### TEXT EXCERPT
════════════════════

German Foundation for Exit Tax Structuring

🇩🇪 Auf deutsch: Deutsche Stiftung zur Gestaltung der Wegzugsteuer
Setting up a German foundation is another possibility to "structure" the German exit tax, i.e., to reduce the exit tax "burden" mostly to zero.

In Short

  • You set up a German family foundation and transfer your company shares into it.
  • Your shares then no longer belong to you, but to the foundation. As a result, no exit tax applies to you, since a foundation has no owners or shareholders.
  • The model is similar to the Liechtenstein foundation with a few important differences: It is easier to transfer company shares into the German foundation (higher gift tax allowances and need for exemption check). The costs for your German foundation are cheaper. The model is "simpler" (no trustee, etc.).
    However, the disadvantage is that the German foundation pays more taxes: 15% tax on earnings (Liechtenstein foundation: 0%) and must pay the so-called substitute inheritance tax every 30 years (Liechtenstein foundation does not pay this).

In Detail: Structuring Exit Tax with a German Foundation

The idea of solving the problem of the German exit tax with a German family foundation sounds quite good on the surface. When you look closer into the topic of German foundations, you realize that the model is significantly simpler and cheaper than many expensive tax advisors want to explain to you.

════════════════════

### REQUIRED TASKS
**1)** In the exit tax text, what tax rate does the German foundation pay on its earnings?
**2)** Continue the exit tax text after its last sentence.
The data that comes next is from a separate source.

### Saved entries
════════════════════

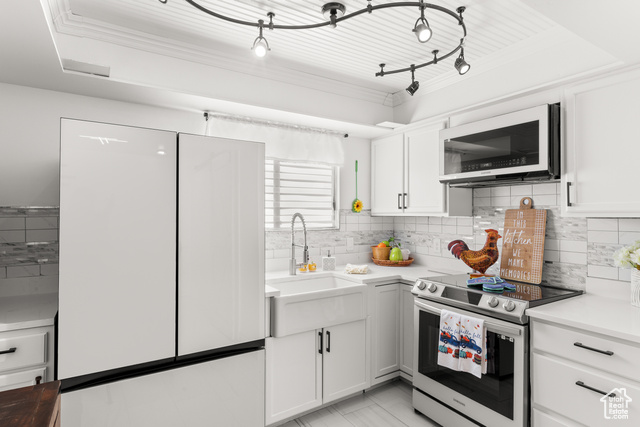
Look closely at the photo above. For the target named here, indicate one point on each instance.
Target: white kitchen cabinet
(343, 364)
(404, 176)
(312, 368)
(571, 371)
(26, 357)
(385, 342)
(406, 337)
(386, 175)
(294, 375)
(601, 149)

════════════════════

### RESPONSES BY TASK
**1)** 15%

**2)**
First, a brief recap of the German exit tax: If you move away from Germany and leave Germany as a taxpayer, you have to pay the so-called exit tax. You pay this if you hold more than a 1% share in (any!) corporation (including foreign ones). This typically affects GmbH owners. The exit tax is approx. 30% of the company value, which is calculated using the factor Annual Profit * 13.75. For a GmbH with €100k annual profit, this would be roughly an exit tax of €100k * 13.75 * 0.3 = ~€460k. Calculation example and further explanations here.

Federal State-specific differences for German foundations

Back to the German foundation! It is important to know first of all that it is significantly easier to set up a family foundation than one might think. This is also due to the fact that foundation law is still regulated differently from federal state to federal state (!) and one is not bound to set up the foundation at one's place of residence. The federal states effectively compete with each other when it comes to settling foundations and their tax revenues. This would actually be useful for GmbHs too, where one usually has to struggle with considerable bureaucracy and the uniform commercial and transparency register and, unlike foundations, has no "choice" of federal state, since a GmbH is usually founded at the managing director's place of residence or the place of business.

In my research, I found out quite a bit about the differences between the federal states regarding foundations, but unfortunately found only one concrete field report. Here is the summary of the federal states.

First, the recommended federal states for foundations:
  • Rhineland-Palatinate seems to be the subjective "favorite." For one, the minimum initial foundation capital of €50k is specifically specified and the sum is not absurdly high. In addition, on the website of the foundation supervisory authority there are, among other things, helpful document templates for incorporation.
    I had the opportunity to speak with a person who founded their foundation in Rhineland-Palatinate.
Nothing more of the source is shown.